■ Records for the exercise:

.....

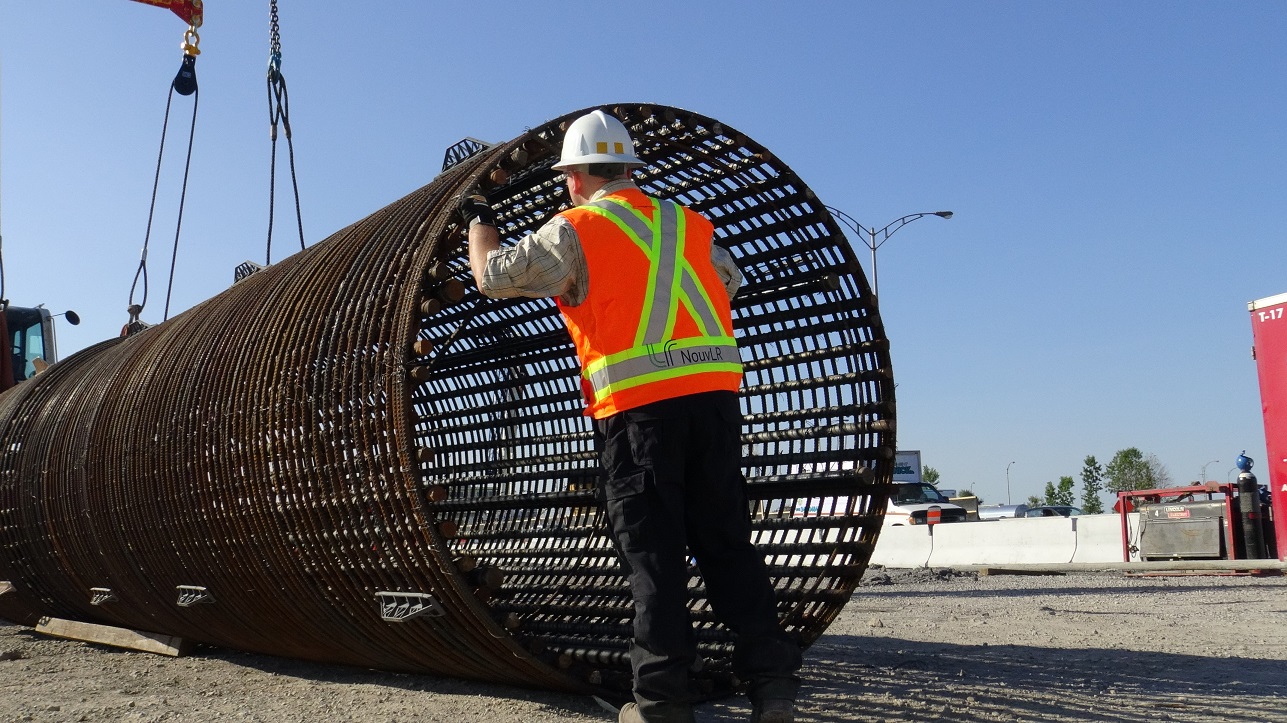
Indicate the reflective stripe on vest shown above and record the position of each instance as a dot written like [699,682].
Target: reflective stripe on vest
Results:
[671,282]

.....

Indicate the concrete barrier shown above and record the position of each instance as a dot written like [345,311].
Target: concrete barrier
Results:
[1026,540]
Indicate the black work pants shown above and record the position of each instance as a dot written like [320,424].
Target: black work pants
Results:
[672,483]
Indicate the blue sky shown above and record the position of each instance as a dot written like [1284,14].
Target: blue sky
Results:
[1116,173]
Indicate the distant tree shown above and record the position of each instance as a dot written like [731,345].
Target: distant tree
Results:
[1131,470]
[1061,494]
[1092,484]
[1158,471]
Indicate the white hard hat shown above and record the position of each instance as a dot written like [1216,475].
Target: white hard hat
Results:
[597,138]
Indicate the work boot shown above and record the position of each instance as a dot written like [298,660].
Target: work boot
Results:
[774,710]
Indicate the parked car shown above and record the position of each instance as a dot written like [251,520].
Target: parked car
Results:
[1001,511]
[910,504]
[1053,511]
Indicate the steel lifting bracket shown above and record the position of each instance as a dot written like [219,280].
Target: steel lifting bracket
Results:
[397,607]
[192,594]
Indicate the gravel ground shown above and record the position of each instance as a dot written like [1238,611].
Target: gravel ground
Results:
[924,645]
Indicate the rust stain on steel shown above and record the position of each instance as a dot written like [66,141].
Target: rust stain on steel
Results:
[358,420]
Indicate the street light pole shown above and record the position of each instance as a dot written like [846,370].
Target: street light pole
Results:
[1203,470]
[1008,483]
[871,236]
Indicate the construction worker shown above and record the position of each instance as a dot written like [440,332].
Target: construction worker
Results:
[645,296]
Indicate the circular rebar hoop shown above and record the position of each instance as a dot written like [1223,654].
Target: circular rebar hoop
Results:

.....

■ Brief:
Only the lines holding the string "steel" are needed; copy each of them from the material above.

■ Expected output:
Indicate the steel lifting bracket shown above and record the position of each instance as a dot written like [219,280].
Target: steel lifting bracket
Indicate the rust stain on steel shown above and record the position of each instance as a dot written like [66,141].
Target: rust stain on steel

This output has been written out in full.